- PROBLEM REQUIREMENTS
Check every line of the data below for the word "outline", then give only the number of lines that have it.

- Dataset entries
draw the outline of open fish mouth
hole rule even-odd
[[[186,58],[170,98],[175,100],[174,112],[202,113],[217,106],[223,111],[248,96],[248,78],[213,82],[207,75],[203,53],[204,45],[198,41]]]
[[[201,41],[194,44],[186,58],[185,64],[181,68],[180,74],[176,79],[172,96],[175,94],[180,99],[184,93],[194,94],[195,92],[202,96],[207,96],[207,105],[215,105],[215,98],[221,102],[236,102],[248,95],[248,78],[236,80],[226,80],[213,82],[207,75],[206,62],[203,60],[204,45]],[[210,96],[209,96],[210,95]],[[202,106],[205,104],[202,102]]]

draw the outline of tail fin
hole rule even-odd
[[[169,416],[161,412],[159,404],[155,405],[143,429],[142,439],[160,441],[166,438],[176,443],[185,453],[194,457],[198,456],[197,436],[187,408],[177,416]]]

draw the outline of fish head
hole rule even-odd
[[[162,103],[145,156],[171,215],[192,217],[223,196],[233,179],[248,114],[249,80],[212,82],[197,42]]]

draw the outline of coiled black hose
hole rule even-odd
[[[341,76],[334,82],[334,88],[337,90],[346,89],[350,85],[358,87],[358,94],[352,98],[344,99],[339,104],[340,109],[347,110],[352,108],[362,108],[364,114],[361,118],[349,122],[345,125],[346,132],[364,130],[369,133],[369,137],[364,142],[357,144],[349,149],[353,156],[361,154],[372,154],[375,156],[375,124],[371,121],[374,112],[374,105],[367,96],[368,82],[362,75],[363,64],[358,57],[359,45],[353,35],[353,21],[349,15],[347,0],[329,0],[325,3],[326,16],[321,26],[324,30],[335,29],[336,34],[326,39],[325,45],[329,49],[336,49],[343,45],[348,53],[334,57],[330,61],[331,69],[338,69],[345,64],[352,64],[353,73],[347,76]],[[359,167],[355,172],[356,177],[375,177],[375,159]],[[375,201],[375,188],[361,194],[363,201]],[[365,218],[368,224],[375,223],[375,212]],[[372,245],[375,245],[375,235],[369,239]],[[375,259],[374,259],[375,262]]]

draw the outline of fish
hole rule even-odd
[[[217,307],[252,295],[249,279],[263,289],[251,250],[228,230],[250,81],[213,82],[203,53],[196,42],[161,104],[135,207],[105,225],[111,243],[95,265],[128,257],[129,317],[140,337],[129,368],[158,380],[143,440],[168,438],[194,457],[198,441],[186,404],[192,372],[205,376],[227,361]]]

- TASK SOLUTION
5